__DESCRIPTION OF THE TASK__:
Rewrite the part of the records that opens with the line containing "Q. Point out the red lamp" and closes with the line containing "pixel 208 495", substituting "street lamp" for "red lamp post" and leaving everything else unchanged.

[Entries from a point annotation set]
begin

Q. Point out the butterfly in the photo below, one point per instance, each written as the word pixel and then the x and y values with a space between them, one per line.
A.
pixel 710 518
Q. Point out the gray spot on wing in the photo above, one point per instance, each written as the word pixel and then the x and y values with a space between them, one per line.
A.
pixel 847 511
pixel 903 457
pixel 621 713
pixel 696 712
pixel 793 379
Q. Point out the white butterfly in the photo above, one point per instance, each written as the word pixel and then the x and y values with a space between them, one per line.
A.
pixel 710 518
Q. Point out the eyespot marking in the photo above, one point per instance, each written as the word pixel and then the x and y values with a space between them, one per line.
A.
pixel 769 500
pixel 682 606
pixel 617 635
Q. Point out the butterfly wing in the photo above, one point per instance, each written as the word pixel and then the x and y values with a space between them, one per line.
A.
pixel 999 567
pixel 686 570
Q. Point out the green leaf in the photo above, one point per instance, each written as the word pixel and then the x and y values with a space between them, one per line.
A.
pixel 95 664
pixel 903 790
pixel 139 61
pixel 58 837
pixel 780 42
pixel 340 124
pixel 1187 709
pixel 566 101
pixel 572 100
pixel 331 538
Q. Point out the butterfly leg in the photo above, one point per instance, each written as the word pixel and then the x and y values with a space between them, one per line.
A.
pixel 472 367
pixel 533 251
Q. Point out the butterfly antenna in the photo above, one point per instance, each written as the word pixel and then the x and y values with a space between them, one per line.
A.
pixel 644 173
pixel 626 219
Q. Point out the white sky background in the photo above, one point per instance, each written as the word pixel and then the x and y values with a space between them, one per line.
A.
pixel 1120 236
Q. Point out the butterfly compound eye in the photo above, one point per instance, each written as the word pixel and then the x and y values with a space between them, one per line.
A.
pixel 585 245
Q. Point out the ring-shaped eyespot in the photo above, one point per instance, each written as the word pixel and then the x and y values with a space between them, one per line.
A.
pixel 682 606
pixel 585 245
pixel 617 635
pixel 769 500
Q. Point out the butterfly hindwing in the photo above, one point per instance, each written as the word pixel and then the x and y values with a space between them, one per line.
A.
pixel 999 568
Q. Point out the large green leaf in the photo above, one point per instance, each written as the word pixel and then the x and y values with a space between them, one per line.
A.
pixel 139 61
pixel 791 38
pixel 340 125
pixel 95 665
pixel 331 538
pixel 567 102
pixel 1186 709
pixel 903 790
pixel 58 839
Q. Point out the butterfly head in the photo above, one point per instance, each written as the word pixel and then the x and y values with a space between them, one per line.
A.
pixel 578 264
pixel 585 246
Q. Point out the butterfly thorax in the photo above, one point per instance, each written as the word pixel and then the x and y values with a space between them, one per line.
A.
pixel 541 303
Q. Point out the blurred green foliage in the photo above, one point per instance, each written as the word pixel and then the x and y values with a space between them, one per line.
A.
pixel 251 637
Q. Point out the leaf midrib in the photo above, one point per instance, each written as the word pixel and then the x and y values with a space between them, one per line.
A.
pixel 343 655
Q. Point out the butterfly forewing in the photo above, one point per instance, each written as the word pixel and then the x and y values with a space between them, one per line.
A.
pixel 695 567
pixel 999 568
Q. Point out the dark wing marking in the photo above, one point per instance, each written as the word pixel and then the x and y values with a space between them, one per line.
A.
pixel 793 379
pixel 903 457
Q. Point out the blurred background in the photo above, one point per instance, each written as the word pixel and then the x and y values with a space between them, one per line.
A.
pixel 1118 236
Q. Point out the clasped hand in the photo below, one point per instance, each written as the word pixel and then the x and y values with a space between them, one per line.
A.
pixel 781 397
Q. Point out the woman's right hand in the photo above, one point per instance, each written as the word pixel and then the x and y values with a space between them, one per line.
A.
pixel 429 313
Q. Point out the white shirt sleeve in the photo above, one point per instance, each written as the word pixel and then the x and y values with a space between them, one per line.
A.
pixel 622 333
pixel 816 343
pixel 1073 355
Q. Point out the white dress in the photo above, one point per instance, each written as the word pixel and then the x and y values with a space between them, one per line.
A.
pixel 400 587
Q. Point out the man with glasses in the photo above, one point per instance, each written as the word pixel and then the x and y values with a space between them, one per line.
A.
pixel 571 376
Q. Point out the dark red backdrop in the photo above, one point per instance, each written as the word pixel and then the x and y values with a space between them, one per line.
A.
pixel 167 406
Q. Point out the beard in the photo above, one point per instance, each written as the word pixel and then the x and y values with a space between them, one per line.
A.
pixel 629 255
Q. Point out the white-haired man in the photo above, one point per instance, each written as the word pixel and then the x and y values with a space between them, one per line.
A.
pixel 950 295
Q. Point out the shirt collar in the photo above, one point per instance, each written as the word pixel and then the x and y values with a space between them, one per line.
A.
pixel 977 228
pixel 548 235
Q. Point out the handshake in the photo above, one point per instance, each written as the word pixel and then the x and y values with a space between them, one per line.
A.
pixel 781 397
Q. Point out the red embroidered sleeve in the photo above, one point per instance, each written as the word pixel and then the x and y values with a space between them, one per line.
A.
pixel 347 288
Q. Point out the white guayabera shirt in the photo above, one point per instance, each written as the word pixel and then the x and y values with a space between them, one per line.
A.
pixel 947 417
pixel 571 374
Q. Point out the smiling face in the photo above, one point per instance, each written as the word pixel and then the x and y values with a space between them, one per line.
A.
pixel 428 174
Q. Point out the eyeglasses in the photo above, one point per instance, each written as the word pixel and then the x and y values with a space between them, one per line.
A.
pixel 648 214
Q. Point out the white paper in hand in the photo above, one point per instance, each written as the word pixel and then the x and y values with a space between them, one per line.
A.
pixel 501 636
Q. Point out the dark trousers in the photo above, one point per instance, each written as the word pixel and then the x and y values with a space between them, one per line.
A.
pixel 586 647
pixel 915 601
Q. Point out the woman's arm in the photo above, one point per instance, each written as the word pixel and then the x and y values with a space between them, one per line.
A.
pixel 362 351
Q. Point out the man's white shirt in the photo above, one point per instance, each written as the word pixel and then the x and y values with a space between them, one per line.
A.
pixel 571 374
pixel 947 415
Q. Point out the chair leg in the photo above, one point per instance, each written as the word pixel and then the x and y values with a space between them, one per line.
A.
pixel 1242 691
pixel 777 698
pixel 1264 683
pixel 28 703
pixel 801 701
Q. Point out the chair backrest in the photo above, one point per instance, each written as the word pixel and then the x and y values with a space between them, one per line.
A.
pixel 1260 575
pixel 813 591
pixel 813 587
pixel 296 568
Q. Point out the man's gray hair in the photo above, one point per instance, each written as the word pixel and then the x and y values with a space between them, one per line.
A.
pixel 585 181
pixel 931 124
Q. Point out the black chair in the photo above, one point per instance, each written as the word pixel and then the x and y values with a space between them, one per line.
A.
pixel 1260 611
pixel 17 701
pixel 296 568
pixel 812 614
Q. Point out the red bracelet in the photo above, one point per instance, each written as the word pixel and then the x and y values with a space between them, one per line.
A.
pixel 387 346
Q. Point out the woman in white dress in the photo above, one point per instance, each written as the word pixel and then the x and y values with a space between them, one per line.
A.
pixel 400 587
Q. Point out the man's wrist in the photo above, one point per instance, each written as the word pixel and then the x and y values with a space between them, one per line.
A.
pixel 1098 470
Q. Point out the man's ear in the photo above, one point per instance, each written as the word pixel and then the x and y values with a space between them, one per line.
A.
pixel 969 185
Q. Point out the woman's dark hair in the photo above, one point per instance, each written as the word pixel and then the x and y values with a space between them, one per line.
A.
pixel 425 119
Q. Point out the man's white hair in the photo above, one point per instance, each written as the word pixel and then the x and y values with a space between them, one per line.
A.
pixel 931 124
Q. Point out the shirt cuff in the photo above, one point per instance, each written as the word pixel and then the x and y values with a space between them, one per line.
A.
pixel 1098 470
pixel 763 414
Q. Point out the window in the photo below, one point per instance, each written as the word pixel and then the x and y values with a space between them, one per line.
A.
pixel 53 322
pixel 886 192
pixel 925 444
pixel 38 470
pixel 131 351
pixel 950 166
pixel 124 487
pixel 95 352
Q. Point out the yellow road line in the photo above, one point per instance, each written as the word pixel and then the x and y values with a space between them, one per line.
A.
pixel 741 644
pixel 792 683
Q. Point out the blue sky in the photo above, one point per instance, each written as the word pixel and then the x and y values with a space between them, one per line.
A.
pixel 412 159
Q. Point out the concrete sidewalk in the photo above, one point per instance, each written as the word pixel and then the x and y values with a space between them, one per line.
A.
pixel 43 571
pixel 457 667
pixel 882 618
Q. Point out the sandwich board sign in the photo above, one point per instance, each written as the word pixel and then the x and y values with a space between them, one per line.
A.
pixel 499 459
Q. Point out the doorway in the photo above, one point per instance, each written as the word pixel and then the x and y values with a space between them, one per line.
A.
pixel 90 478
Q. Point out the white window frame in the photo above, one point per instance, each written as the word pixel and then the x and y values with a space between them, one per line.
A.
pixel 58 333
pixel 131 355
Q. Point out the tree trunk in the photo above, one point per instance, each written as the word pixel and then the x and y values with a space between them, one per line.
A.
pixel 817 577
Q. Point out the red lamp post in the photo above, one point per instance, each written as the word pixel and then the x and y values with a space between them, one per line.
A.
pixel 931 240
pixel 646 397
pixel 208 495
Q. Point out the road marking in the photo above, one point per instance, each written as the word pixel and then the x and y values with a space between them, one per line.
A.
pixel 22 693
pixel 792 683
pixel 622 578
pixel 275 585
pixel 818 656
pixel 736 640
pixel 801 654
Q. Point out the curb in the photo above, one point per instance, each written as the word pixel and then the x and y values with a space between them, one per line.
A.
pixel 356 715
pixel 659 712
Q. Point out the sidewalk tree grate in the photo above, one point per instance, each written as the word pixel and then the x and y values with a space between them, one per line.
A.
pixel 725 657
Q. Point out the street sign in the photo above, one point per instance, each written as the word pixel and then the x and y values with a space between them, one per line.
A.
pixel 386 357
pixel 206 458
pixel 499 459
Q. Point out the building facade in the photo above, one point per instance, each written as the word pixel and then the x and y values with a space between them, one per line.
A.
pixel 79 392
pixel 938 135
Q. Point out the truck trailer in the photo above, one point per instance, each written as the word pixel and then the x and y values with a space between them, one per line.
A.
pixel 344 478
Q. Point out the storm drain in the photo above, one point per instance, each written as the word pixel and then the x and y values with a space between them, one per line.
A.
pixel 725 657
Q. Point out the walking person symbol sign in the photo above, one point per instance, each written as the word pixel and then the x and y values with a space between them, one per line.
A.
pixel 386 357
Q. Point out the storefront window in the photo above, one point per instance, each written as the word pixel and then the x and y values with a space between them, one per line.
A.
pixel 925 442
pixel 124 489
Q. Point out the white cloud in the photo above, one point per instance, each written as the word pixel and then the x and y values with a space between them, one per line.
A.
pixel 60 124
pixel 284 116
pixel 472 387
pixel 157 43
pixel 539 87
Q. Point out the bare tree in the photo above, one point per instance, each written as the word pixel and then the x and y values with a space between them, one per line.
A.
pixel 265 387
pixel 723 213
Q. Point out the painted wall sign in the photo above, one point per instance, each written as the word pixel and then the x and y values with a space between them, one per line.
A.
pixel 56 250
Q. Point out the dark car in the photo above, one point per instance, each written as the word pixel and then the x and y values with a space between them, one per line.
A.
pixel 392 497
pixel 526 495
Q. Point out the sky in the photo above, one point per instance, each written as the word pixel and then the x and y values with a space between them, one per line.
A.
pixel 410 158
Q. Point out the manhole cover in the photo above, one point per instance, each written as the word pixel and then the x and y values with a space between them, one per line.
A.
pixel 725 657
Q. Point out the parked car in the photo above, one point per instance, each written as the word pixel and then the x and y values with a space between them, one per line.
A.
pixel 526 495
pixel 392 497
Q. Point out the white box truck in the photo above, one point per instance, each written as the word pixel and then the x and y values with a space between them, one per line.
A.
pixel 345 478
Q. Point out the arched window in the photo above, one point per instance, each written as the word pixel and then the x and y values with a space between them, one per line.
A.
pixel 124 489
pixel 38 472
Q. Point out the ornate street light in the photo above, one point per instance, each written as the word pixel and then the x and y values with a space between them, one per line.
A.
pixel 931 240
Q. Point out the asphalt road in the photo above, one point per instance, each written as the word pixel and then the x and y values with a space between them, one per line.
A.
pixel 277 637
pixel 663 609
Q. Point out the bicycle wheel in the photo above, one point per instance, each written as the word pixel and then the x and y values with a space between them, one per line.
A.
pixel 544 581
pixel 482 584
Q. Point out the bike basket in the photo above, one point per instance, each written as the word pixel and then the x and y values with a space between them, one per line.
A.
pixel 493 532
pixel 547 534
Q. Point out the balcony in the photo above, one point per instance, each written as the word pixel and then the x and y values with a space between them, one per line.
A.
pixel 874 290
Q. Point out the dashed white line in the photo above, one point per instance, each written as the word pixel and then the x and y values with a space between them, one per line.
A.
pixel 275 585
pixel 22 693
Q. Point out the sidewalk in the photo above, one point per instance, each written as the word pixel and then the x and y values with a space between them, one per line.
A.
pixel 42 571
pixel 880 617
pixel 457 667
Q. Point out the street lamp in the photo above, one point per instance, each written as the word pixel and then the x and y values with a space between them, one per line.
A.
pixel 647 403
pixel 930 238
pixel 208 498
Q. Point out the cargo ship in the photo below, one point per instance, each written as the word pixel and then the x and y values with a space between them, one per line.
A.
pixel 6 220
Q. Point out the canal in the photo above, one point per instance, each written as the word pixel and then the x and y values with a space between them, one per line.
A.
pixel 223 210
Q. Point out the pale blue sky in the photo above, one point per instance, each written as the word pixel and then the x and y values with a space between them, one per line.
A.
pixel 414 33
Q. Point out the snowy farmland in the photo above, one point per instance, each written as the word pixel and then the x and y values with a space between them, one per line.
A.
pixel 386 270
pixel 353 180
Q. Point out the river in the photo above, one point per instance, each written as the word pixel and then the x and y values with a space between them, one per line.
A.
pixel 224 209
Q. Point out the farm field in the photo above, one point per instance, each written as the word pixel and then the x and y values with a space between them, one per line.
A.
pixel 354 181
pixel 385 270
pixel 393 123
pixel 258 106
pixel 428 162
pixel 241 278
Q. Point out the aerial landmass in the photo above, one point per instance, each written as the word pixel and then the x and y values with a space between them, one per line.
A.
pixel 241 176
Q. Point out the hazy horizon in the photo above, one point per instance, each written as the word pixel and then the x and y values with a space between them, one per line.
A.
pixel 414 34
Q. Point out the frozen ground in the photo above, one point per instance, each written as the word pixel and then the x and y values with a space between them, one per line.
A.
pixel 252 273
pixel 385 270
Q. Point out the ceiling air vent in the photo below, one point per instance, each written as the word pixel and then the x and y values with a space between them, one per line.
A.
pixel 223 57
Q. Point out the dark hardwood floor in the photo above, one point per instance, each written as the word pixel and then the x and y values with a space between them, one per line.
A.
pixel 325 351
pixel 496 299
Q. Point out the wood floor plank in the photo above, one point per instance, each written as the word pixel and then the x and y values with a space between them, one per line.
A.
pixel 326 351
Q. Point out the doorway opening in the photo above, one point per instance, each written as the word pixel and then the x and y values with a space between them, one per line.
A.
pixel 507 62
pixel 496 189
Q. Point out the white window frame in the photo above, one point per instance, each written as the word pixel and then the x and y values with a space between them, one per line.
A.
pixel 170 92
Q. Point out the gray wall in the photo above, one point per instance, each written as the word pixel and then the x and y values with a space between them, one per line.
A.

end

__ANSWER TO THIS TASK__:
Q. Point out the street lamp in the photo above, one point per instance, each written as the word pixel and then the x and y values with a space between them, one per line.
A.
pixel 931 240
pixel 646 397
pixel 208 495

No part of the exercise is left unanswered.